** What to do **
Write out every line of the material below word for word, but leave out the pictures.
--- Extracted records ---
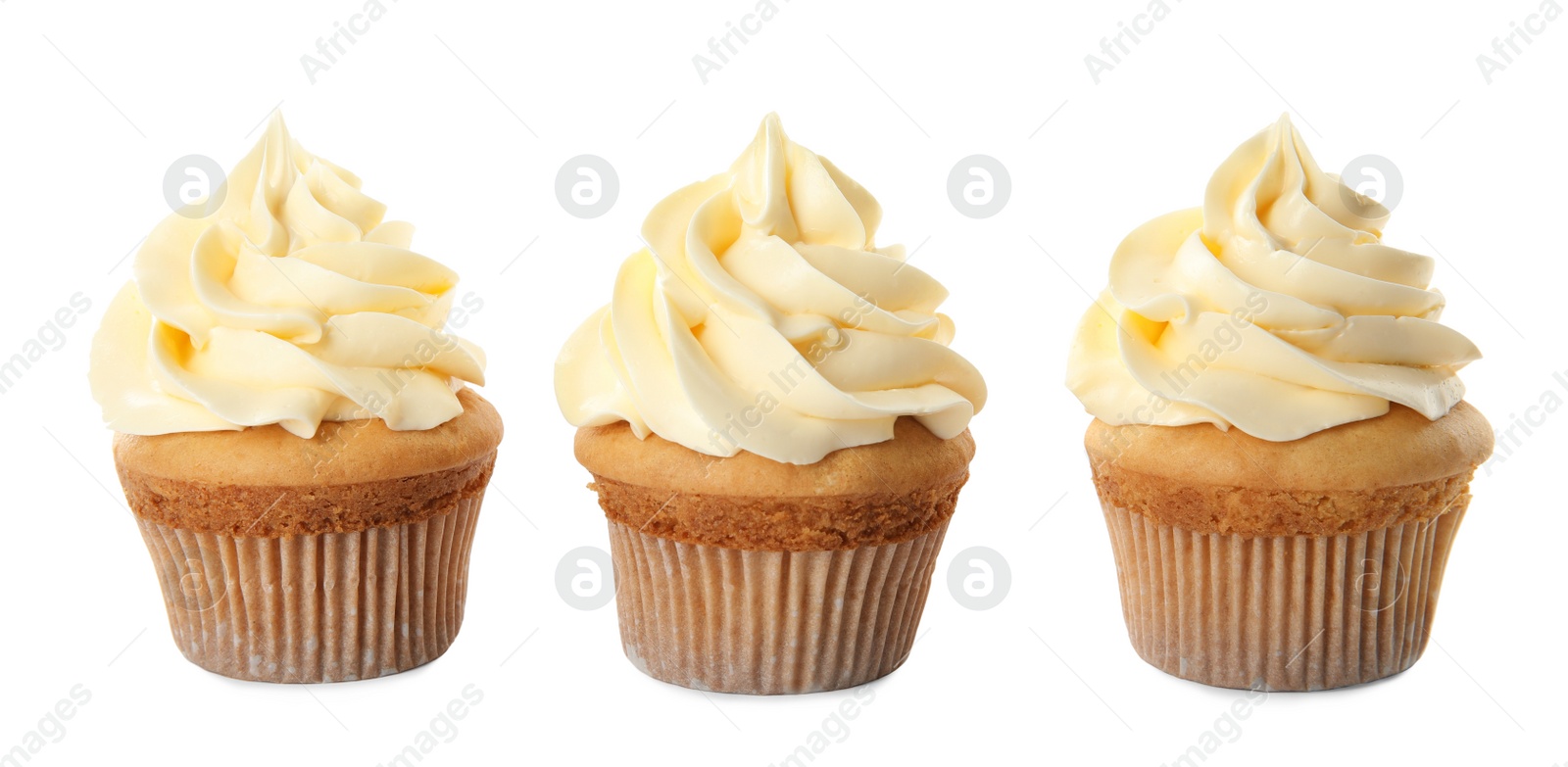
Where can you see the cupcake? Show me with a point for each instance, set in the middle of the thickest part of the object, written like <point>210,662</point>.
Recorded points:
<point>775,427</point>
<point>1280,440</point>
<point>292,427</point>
---
** Answer for this exercise **
Where can you see the cupcake? Show me with a point for each instance, set in the middle of the thickest part of the object, written like <point>210,662</point>.
Recorded points:
<point>775,427</point>
<point>1280,440</point>
<point>292,427</point>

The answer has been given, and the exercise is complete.